* _Instruction_
Which lines of the material below contain the word "polo"? List every one of them in full.

== Material

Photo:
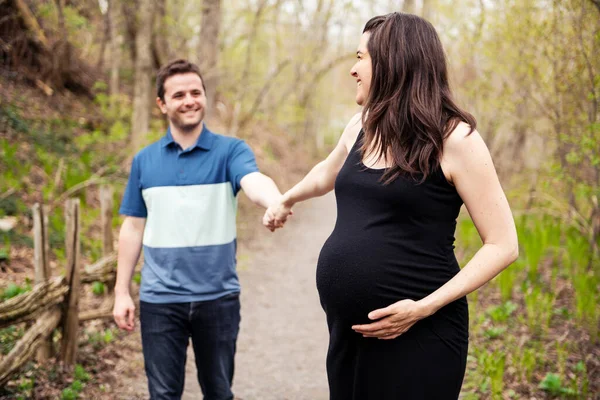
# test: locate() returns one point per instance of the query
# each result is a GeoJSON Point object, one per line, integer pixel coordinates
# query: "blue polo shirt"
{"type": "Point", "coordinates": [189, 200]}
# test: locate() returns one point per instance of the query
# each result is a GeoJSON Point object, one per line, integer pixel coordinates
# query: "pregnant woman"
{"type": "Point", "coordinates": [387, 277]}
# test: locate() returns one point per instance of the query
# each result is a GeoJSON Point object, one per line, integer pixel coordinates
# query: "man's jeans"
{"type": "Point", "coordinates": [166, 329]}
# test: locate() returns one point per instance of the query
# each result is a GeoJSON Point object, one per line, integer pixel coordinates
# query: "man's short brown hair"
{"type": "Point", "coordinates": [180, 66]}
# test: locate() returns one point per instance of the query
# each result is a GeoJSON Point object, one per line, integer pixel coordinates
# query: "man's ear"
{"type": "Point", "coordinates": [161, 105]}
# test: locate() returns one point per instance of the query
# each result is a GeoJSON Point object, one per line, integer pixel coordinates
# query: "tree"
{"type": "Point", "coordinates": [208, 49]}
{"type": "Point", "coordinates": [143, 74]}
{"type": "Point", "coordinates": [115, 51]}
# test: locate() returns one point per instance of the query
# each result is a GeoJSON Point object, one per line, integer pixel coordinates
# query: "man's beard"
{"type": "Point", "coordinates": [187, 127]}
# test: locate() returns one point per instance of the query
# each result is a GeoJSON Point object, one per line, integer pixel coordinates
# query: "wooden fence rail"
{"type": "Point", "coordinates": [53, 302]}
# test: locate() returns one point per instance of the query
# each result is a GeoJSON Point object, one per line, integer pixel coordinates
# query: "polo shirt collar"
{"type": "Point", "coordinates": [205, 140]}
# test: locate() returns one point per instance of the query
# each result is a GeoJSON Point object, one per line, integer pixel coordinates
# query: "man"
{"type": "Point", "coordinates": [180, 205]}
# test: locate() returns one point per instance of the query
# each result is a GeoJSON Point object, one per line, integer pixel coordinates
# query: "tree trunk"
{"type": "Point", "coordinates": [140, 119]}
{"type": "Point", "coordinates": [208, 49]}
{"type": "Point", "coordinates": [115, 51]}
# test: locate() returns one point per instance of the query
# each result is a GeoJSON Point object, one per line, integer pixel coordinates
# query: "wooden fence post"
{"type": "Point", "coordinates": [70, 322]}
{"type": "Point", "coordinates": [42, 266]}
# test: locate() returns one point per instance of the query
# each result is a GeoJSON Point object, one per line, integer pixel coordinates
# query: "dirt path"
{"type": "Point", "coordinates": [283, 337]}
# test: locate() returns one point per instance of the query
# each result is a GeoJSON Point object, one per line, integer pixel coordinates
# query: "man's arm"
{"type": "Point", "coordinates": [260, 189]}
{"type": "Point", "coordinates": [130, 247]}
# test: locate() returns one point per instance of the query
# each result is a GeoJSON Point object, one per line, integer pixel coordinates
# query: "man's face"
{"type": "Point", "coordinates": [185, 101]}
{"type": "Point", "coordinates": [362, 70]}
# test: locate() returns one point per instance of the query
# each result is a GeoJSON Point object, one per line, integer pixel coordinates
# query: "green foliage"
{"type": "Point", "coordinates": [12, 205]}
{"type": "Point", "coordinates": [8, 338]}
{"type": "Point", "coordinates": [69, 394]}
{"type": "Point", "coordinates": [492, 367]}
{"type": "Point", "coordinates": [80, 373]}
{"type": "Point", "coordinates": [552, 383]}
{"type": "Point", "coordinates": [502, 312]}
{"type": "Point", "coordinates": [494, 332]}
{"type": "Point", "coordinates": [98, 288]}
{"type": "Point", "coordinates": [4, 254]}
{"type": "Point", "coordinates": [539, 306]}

====

* _Output of the task_
# query: "blue polo shirt"
# query: "polo shirt collar"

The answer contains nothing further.